_CONSEGNE DI LAVORO_
- 1) Nel brano sulla causa di servizio del maresciallo, per quale motivo il maresciallo era intervenuto durante il servizio di pattuglia?
- 2) Elenca tutti i numeri con cui si aprono i paragrafi del brano sulla causa di servizio del maresciallo.
- 3) Riprendi il brano sulla causa di servizio del maresciallo e proseguilo dopo la sua ultima frase.

_TESTO DA LEGGERE_

══════

2. La Corte di merito, premesso, in fatto, che le lesioni riportate erano conseguite al normale servizio di pattuglia nel corso del quale il maresciallo era intervenuto per far cessare un alterco, con vie di fatto, per contrasti relativi alla circolazione stradale, e premesso altresì che si controvertesse, in causa, dell’essere stato il servizio di pattuglia finalizzato al contrasto della criminalità, negava la riconoscibilità della qualità di vittima del dovere.
3. In particolare, per i giudici del gravame, non ricorre va alcuna delle ipotesi indicate nell’art. 1, co. 563 legge n. 266 del 2005, difettando un rischio specifico per la particolare pericolosità dell’attività concretamente svolta; escludevano l’applicabilità, nella specie, della disciplina prevista dal comma 564 e, in particolare, che si potesse ravvisare “la missione di qualunque natura” o i “rischi specificamente attinenti ad operazioni di polizia preventiva o repressiva”, sul presupposto che i rischi connessi alla normale attività di pattugliamento non esulassero dai rischi ordinari per i quali valeva il riconoscimento della causa di servizio, per costituire circostanza normale l’eventualità di imbattersi in soggetti a rischio.
4. In definitiva, la Corte di merito esclude va la dipendenza da causa di servizio correlata a particolari condizioni ambientali e operative.
5. Avverso tale sentenza ricorre (omissis) (omissis), con ricorso affidato a due motivi, ulteriormente illustrato con memoria, cui resiste il Ministero dell’Interno, con controricorso.

══════

_BLOCCO DI DATI_
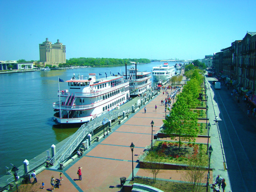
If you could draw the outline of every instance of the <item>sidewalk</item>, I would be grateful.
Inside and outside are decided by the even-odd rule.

══════

_RISPOSTE_
- 1) Per far cessare un alterco, con vie di fatto, per contrasti relativi alla circolazione stradale.

- 2) 2, 3, 4, 5

- 3)
RAGIONI DELLA DECISIONE
6. Con il primo motivo si deduce omesso esame di un fatto decisivo per avere la Corte di merito omesso di considerare la specifica tipologia del servizio prestata dal ricorrente, come emersa dal testimoniale acquisito alla causa, di contrasto alla criminalità, tale dovendo intendersi non solo la criminalità organizzata ma anche quella comune, e avere altresì trascurato di considerare che l’attività rientrasse nel servizio di ordine pubblico e a tutela della pubblica incolumità.
7. Con il secondo motivo il ricorrente si duole di violazione di legge, art. 1, commi 563 e 564 legge n. 266 del 2005 e art. 1 d.P.R. n.243 del 2006, e denuncia l’erronea ricostruzione del concetto di “particolari condizioni ambientali ed operative” necessario presupposto per il riconoscimento dello status di soggetto equiparato alle vittime del dovere.
8. Il primo motivo è inammissibile perché richiede un riesame delle circostanze fattuali precluso dalla doppia decisione conforme, nei gradi di merito, per tacer della inammissibile pretesa di nuova valutazione del materiale probatorio.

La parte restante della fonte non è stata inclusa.